TAREFAS A CUMPRIR
- 1) Responda com base no trecho:
(a) Qual livro de Morris é mencionado?
(b) No começo de tudo, segundo a teoria apresentada, o que éramos essencialmente quanto à alimentação?
(c) O que nasceu junto com o Amor?
- 2) Transcreva sem alterações a parte do trecho que se inicia com as palavras "E esse é o caminho" e se encerra com "E nada mais.".

TRECHO
Mas no seu livro O Macaco Nu, Morris explica uma das teorias mais aceitas até hoje sobre como saímos do paraíso e nos tornamos o que somos, aí sim, a partir do surgimento da cultura. E essa análise não é de se jogar fora.
Segundo essa teoria, no começo de tudo, éramos essencialmente frugívoros. Raramente arriscávamos algum inseto, mas só mesmo em caso de extrema necessidade.
Vivíamos sobre as árvores e, na ~vagabundagem~ – ou felicidade, eu diria – limitávamo-nos a esticar o braço e a colher a fruta ou o broto que estivesse ao nosso alcance para matar a fome.
Até vivíamos em grupos, mas pouco precisávamos uns dos outros. Vivíamos dia após dia. Os dias eram feitos para pular de galho em galho em busca de frutos maduros e as noites, para dormir. E fim. Sem necessidade de responsabilidade ou planejamento. Era o Hakuna Matata na sua plenitude.
Mas, o mundo mudou e transformarmos nossos hábitos por completo, se tornando uma questão de sobrevivência. Houve uma “inversão de valores” (desculpem, não pude perder essa ironia rsrs). Nós nos vimos forçados a aventurar por novas experiências. Descemos das árvores e experimentamos comer… carne.
E para conseguir carne, passamos a gastar mais energia. O gasto maior de energia e a disposição menor de comida passaram a exigir planejamento. A busca por comida, agora perigosa, impôs responsabilidade. Ela já não estava mais ao alcance das mãos e passamos a precisar de ajuda. Além disso, os filhos passaram a depender cada vez mais dos pais.
A manutenção da vida começou a ter um preço. Foi a partir daqui que saímos do paraíso. Mas, ao mesmo tempo, aprendemos sobre cooperação. Sobre cuidado. E então, ainda de acordo com essa mesma suposição científica, foi quando nasceu o Amor, essa substância capaz de nos manter unidos.
Mas, como às vezes acontece com a luz, com ele também nasceu a treva. Nasceu o ódio, que é a outra face extrema da mesma moeda. Nossas relações passaram a existir sobre o fio de uma navalha.
E esse é o caminho da consciência. Caminhar sobre ele é andar num slackline. O meio sempre será o equilíbrio. Qualquer pendida para um dos lados, seremos engolidos pela dualidade e pela mentira de que há uma divisão perfeita entre amor e ódio.
De nada adiantaria permanecermos no paraíso. A ingenuidade e a inocência são inúteis sem consciência. Da mesma forma, embora em um momento inicial a gente possa até acreditar que, excluindo nossos “companheiros de caça” vamos sair ganhando, a verdade é que nunca alcançaremos a felicidade sozinhos. Vamos morrer de fome.
Portanto, pouco importa se você prefere acreditar em Adão e Eva ou na teoria do macaco nu. O importante é sabermos que se entramos nessa jornada, foi para fabricarmos consciência. E nada mais.
“Vivíamos sobre as árvores e, na ~vagabundagem~ – ou felicidade, eu diria”, então no seu ponto de vista, neste suposto paraíso, a felicidade é possível sem amor e consciência? E, sendo assim, o advento do amor e da consciência custou-nos o preço da felicidade? Com amor e consciência não é possível ser feliz?

Entradas de apontamento de objetos nomeados
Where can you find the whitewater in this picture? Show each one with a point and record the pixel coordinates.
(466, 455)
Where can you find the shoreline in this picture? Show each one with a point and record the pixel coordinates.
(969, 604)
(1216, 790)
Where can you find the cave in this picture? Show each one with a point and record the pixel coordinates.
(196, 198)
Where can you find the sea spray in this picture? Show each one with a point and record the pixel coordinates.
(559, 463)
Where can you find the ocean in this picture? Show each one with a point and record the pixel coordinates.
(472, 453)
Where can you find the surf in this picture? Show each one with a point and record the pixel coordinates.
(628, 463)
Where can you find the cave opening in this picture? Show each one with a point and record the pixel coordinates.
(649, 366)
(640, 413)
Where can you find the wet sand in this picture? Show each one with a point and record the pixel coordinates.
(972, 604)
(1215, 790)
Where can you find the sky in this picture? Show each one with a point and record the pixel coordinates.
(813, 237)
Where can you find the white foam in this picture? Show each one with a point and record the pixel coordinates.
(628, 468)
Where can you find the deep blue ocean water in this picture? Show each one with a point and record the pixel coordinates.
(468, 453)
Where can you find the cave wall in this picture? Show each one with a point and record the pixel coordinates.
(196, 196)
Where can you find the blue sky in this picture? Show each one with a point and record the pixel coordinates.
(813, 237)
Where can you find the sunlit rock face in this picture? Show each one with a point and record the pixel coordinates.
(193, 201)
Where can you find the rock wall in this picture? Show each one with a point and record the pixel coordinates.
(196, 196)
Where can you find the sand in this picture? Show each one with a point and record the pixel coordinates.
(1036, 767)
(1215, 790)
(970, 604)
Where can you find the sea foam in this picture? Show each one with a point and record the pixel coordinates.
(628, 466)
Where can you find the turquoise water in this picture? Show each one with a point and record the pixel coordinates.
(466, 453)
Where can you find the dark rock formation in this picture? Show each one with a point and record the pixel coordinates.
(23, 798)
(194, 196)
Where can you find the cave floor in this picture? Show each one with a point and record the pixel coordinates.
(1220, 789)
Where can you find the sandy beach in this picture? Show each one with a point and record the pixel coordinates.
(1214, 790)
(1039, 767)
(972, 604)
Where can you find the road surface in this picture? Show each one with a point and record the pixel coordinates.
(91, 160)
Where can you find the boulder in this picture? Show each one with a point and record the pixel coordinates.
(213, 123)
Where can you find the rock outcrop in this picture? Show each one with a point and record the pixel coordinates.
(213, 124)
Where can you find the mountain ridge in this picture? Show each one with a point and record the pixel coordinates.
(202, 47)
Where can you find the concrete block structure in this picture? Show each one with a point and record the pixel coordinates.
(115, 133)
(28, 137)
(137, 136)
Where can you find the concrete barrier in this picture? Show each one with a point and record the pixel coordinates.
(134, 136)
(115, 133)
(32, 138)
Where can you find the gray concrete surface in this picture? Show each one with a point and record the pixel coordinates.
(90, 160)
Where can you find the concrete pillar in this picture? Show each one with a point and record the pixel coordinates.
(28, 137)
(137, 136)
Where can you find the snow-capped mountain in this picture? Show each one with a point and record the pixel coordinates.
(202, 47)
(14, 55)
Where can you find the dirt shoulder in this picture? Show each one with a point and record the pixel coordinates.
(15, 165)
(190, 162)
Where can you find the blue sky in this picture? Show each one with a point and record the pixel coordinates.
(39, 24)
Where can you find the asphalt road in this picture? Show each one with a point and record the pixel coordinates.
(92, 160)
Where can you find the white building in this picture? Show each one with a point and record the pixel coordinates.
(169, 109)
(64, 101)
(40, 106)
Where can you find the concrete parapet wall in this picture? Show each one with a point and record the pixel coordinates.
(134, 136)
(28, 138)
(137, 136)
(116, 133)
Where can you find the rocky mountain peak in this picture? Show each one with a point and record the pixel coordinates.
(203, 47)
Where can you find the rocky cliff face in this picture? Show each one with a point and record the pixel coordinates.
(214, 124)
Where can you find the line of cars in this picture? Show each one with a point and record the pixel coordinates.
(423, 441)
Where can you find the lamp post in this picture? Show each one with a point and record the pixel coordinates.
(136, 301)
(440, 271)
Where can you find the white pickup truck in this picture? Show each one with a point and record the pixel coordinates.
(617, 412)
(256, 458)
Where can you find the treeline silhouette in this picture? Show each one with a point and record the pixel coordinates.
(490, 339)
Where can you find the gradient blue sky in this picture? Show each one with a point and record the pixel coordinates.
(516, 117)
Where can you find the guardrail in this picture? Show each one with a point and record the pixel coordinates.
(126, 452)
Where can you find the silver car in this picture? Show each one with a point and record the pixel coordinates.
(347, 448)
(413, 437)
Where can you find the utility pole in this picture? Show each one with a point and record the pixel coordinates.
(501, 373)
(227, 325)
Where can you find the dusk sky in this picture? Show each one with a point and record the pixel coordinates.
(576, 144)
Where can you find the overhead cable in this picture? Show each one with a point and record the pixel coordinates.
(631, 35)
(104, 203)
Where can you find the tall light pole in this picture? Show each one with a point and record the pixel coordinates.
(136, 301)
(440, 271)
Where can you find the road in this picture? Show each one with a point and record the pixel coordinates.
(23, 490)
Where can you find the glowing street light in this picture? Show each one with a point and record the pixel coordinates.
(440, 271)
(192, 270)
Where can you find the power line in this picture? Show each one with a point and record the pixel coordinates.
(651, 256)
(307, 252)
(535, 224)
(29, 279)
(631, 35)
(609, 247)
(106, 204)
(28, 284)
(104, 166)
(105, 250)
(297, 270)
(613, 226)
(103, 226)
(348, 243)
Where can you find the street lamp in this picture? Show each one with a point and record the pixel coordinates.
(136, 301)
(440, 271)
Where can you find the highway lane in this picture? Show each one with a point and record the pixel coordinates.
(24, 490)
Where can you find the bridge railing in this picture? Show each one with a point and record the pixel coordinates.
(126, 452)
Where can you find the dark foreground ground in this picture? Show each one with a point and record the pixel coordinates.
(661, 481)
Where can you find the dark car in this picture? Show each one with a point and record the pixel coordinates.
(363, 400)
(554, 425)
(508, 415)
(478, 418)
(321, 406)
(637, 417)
==
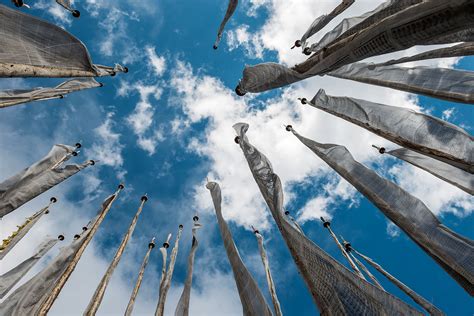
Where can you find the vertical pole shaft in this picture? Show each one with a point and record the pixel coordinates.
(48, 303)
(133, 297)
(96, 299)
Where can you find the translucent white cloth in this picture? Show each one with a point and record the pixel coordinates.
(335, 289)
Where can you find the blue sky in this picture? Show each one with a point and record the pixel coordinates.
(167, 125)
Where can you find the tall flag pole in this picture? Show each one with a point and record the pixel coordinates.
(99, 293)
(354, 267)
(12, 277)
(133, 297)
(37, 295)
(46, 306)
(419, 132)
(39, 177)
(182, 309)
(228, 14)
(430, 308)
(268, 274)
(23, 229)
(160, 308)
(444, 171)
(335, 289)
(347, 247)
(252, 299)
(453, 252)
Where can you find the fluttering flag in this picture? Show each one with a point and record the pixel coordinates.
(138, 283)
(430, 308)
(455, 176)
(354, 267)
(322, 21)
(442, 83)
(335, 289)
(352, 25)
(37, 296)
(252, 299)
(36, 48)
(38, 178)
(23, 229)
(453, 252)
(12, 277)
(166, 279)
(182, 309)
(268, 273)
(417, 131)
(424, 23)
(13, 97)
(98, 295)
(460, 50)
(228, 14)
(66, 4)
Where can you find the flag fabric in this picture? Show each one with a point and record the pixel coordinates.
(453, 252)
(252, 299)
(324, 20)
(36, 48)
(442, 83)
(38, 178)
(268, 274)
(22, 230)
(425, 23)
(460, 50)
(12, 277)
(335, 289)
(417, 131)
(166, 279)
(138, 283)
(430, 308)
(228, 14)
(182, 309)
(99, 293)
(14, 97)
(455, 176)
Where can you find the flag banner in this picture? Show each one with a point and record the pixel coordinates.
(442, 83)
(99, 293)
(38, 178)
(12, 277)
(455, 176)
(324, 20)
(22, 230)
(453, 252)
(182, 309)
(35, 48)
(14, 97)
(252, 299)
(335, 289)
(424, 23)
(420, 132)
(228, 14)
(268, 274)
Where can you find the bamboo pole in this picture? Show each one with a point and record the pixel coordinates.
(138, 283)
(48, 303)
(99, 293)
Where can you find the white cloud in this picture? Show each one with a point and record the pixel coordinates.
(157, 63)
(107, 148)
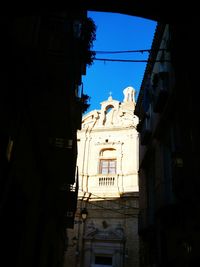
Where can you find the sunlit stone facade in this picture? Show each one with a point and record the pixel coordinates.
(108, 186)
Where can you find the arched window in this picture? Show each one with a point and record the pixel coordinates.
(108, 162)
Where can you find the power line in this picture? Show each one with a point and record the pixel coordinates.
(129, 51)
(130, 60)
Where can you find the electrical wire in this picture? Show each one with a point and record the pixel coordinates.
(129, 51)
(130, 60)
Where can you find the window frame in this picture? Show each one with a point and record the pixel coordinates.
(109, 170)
* * *
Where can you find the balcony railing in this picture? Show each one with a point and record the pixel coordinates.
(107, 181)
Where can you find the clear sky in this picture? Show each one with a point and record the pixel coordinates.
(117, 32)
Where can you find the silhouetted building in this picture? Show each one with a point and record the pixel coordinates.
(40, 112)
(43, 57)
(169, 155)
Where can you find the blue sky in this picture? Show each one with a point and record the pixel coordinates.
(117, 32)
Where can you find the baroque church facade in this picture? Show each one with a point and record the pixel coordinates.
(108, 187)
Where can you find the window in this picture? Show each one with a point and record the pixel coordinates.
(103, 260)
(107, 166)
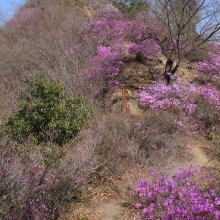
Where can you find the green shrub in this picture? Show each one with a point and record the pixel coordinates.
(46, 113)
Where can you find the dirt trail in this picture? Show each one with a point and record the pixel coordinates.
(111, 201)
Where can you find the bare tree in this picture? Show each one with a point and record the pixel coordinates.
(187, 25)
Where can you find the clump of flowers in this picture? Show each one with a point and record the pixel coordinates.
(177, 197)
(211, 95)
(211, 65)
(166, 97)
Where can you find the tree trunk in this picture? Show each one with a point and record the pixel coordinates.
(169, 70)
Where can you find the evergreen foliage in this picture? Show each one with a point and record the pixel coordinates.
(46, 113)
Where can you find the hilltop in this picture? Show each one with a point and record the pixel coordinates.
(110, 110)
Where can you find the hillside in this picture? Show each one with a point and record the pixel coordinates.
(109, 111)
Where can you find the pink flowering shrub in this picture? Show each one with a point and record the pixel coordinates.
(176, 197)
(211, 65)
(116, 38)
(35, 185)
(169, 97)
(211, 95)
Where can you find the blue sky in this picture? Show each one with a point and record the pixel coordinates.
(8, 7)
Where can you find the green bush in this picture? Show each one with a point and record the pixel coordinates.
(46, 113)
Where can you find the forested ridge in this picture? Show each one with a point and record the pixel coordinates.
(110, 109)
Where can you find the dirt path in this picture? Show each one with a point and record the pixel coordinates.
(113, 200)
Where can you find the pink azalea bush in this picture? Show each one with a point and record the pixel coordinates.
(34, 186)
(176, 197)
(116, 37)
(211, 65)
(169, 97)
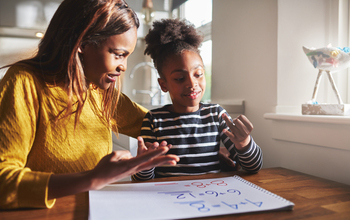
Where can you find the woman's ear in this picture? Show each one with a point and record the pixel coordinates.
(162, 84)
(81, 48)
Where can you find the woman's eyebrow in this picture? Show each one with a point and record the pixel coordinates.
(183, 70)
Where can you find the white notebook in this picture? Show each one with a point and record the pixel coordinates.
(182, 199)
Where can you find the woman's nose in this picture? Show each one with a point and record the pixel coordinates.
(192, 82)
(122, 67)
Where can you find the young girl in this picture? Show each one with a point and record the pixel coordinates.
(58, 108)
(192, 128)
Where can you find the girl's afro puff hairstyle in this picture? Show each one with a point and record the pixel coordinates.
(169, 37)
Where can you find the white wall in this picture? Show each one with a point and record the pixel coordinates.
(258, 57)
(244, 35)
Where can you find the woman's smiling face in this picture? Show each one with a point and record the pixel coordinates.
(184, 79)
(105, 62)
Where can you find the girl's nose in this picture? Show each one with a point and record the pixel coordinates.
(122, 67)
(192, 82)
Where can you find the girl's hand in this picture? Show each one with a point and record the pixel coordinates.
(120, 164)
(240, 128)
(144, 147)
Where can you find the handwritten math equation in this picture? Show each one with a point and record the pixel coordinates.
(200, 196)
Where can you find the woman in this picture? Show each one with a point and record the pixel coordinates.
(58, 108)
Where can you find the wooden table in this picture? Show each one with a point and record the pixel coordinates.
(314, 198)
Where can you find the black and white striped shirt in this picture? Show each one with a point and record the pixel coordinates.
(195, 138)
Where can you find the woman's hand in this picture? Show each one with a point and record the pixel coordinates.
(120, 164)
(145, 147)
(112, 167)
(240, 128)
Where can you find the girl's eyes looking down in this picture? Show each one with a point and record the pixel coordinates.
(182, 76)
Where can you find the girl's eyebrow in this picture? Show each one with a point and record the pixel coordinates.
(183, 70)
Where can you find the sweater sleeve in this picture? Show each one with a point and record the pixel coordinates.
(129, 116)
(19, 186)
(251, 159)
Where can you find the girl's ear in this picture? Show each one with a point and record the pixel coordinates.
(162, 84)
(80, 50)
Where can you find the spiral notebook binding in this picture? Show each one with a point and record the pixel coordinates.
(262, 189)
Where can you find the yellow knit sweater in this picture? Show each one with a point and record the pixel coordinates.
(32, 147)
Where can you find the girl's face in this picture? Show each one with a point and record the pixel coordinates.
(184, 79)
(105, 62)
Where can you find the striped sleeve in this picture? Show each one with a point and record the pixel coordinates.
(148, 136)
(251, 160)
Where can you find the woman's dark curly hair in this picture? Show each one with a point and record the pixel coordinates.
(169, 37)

CONJUNTO DE RESPOSTAS
- 1)
(a) O Macaco Nu.
(b) Frugívoros.
(c) O ódio.

- 2)
E esse é o caminho da consciência. Caminhar sobre ele é andar num slackline. O meio sempre será o equilíbrio. Qualquer pendida para um dos lados, seremos engolidos pela dualidade e pela mentira de que há uma divisão perfeita entre amor e ódio.
De nada adiantaria permanecermos no paraíso. A ingenuidade e a inocência são inúteis sem consciência. Da mesma forma, embora em um momento inicial a gente possa até acreditar que, excluindo nossos “companheiros de caça” vamos sair ganhando, a verdade é que nunca alcançaremos a felicidade sozinhos. Vamos morrer de fome.
Portanto, pouco importa se você prefere acreditar em Adão e Eva ou na teoria do macaco nu. O importante é sabermos que se entramos nessa jornada, foi para fabricarmos consciência. E nada mais.